* Task description *
From the material below, pull out and copy each line that contains the string "Target". Match case exactly.

# Dataset records start

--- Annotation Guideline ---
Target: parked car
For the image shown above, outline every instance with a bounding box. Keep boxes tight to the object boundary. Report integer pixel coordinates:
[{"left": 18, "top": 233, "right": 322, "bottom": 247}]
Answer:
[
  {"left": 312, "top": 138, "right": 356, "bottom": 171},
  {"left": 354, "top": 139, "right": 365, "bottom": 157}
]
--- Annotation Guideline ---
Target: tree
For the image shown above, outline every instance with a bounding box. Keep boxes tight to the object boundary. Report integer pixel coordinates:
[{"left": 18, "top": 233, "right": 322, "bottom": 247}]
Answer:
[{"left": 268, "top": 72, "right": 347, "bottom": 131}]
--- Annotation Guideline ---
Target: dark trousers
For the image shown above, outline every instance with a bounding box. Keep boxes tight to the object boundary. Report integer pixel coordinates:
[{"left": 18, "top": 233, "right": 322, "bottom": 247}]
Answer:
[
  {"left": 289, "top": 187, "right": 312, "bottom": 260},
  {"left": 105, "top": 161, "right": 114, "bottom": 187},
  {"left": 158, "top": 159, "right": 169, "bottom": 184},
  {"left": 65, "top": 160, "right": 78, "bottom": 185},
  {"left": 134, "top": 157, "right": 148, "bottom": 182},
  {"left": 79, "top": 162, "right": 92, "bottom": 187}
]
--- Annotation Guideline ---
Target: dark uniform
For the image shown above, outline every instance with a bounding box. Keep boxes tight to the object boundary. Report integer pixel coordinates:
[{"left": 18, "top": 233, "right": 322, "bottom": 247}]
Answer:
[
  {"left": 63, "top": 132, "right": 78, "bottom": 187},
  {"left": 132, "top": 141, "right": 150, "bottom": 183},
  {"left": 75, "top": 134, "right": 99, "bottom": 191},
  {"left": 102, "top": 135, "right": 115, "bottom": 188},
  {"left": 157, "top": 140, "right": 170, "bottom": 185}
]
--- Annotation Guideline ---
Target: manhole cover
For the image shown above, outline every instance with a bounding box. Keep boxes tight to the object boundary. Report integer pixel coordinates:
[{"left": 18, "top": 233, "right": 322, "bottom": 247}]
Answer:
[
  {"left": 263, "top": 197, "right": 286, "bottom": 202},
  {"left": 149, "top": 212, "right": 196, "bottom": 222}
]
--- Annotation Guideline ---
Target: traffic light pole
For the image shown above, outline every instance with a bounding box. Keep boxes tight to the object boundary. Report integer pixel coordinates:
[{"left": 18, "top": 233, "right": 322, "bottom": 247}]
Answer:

# Dataset records end

* Written answer *
Target: parked car
Target: tree
Target: dark trousers
Target: dark uniform
Target: manhole cover
Target: traffic light pole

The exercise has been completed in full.